Amid its rise to stardom, The Shack has been publicly criticized by conservative Protestant heavyweights including R. Albert Mohler, president of the Southern Baptist Theological Seminary in Louisville, Ky.; Chuck Colson, founder of the Prison Fellowship Ministries; and Challies, whose blog was ranked last month as the most popular Christian blog by ChurchRelevance.com.
"Sadly ... there is much bad mixed in with the good," Challies argues.
Rauser and Roger E. Olson, author of Finding God in the Shack: Seeking Truth in a Story of Evil and Redemption, however, say they largely find truth in The Shack, and through their respective books hope to provide new opportunities for readers to find God in The Shack.
"In the same way that science, properly understood, promises to enrich our appreciation for the beauty of a flower, so I believe theology can enrich our understanding and experience of God," writes Rauser. "And that includes the experience that many have cherished while reading The Shack.
"The fact is that beneath the surface of this compelling story is an inner structure of equally compelling and beautiful theological themes," he adds.
Challies, however, maintains his belief that there is too much bad mixed in with the good.

*DATA SUPPLIED*:
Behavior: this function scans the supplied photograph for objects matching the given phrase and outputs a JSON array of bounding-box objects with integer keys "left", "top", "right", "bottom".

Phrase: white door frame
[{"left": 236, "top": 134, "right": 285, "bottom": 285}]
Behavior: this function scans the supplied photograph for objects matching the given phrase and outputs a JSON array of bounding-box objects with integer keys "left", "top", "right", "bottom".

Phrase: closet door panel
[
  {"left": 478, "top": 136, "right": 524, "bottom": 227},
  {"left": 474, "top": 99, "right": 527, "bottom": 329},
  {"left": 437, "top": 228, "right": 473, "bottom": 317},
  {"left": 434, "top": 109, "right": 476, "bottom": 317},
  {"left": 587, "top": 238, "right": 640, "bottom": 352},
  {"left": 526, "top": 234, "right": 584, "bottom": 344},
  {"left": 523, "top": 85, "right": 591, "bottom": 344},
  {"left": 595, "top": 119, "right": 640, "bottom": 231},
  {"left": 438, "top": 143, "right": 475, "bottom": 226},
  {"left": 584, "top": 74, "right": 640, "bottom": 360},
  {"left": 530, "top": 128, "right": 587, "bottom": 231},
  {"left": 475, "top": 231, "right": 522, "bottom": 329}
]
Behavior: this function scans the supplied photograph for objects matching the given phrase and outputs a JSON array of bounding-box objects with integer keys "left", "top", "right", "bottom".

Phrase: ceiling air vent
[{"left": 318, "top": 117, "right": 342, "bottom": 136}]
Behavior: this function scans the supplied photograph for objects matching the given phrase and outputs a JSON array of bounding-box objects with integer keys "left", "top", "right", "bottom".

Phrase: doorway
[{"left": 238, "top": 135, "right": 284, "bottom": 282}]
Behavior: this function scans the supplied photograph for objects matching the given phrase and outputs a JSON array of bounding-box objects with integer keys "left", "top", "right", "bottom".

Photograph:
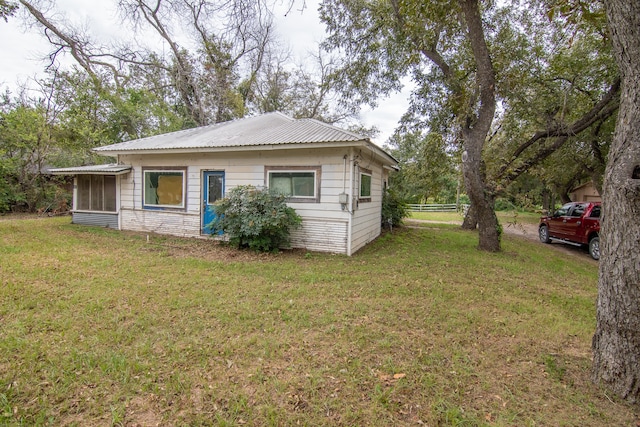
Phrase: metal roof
[
  {"left": 48, "top": 163, "right": 131, "bottom": 175},
  {"left": 95, "top": 112, "right": 378, "bottom": 155}
]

*WHAT IS ASKED*:
• A. Reproduce the passage on The Shack from "Amid its rise" up to and including "in The Shack.".
• B. Pick up the passage on The Shack after its final sentence and carry it forward.

*RESPONSES TO THE EXERCISE*:
• A.
Amid its rise to stardom, The Shack has been publicly criticized by conservative Protestant heavyweights including R. Albert Mohler, president of the Southern Baptist Theological Seminary in Louisville, Ky.; Chuck Colson, founder of the Prison Fellowship Ministries; and Challies, whose blog was ranked last month as the most popular Christian blog by ChurchRelevance.com.
"Sadly ... there is much bad mixed in with the good," Challies argues.
Rauser and Roger E. Olson, author of Finding God in the Shack: Seeking Truth in a Story of Evil and Redemption, however, say they largely find truth in The Shack, and through their respective books hope to provide new opportunities for readers to find God in The Shack.

• B.
"In the book's closing pages Olson declares that, when it comes to what it teaches, The Shack is 90 percent right on. And this may be right if we are discussing mere quantity. But when we weigh the ninety percent that Young gets right with the ten percent that he gets wrong, we see that this leaves him wrong on a great deal of very important theology," Challies argued this past Thursday in his blog. "These are no minor details."
According to the influential blogger, Young is wrong on the atonement, the Trinity, and God's sovereignty over what He has created, among other concepts.
And what some, including Olson, regard as minor errors in theology are actually at the heart of the Christian faith.
"The Shack is just plain wrong in some very fundamental areas," Challies argues.
In response to the publication of the new pro-Shack books, Challies plans to write two articles – one for each book – in his blog, starting with his critique of Olson's book, which he posted Thursday. Challies hopes to publish the second critique some time this week.